=== Instructions to follow ===
Write a continuation of the following passage on how school leadership is distributed through bureaucratic structures, starting after its last sentence.

━━━━━ Source extract ━━━━━

Second, bureaucratic structures do not determine how patterns of leadership distribution will be enacted through any given bureaucratic structure. A given bureaucratic structure may be compatible with more than one pattern of leadership enactment. The schools examined here all had multi-stakeholder school leadership committees and special program committees (e.g., special education, bilingual education); they all had a similar array of formal teacher-leader positions, including subject and grade team leaders. Some had teachers assigned to instructional leadership roles associated with priorities for improvement in program and instruction (e.g., in literacy and mathematics). However, actual patterns of leadership influence varied from school to school. Even in single schools, we found examples of variation over time in how leadership was enacted and distributed through the same bureaucratic structures. Principal succession was a factor in each of these situations.

In London School the current principal and her predecessor both worked with a School-Based Management Team, grade-level teams, cross-grade subject teams, special program committees (gifted education, bilingual education, etc.), and specialist roles (counselor, literacy teacher, parent involvement coordinator, etc.). Under the previous principal, the leadership distribution pattern had been highly additive, and the principal was uninvolved with school-improvement initiatives. These initiatives were mandated by the district; they proceeded in an uncoordinated manner, guided and managed by grade team leaders, specialists, and external consultants. The new principal took on a proactive leadership role, exercising influence within existing governance structures in a way that spanned multiple focal points of school-improvement activity. That change yielded a more holistic pattern of leadership distribution.

In Gregory Elementary School a previous principal led an effort to implement the Accelerated Schools comprehensive school reform model. This effort entailed formation of five curriculum cadres, a school-site council, and a school-improvement planning process. While the cadres and council were chaired by teachers, and teacher influence on school directions, improvement plans, and professional development was reportedly strong, school personnel said that the previous principal played a more overt coperformance leadership role within those structures than the current principal. The current principal and assistant principal talked about deliberately stepping back from a coperformance leadership role to a more indirect advisory role in the cadres and site council. Teachers also reported that adherence to the needs assessment and planning processes became less stringent under the new principal. These cases show that formal organizational structures create an institutional framework for the distribution and enactment of leadership, but they do not determine how leadership plays out over time.

In sum, it is important to distinguish the formal allocation of leadership roles and responsibilities from what Leithwood et al. (2007) define as the planful alignment of leadership sources, practices, and influence. Formal bureaucratic structures do not necessarily require or facilitate the kind of consensus building, communication, interaction, and collaboration that we would associate with the planful alignment of leadership.

━━━━━ Information provided ━━━━━

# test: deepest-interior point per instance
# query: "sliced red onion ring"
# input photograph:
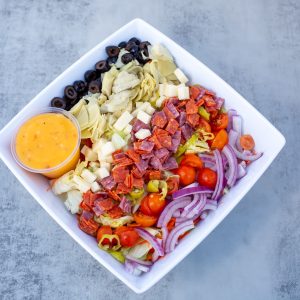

━━━━━

=== Solved problem ===
How Responsibility for Core Leadership Functions Is Distributed

Analyses of our case study data indicate that patterns of leadership distribution and influence can vary by core leadership practices—not only between schools and districts, but also for different focal points of activity within a given school. Overall, leadership is more commonly distributed for developing people and managing instruction than it is for setting directions and structuring the workplace. This emphasis probably reflects the influence of external policy, which may limit the freedom of principals and teachers to set goals or to redesign the workplace. Principals‘ beliefs about their own expertise and expertise from other sources also affect direction setting, and they are a key factor shaping the distribution of leadership for developing people and program management.

For all the schools and districts sampled in our study, state and federal curriculum policies, standards, and accountability systems influenced direction setting pervasively. Flexibility for principals and teachers depended greatly on the extent to which state and district authorities tended to mandate programs or to enable schools to select their own priorities and programs. Ultimately, however, leadership distribution for direction setting is shaped by how the principals view and enact their roles within the context of state and district policies, priorities, and leadership traditions, as illustrated in the following contrasting examples.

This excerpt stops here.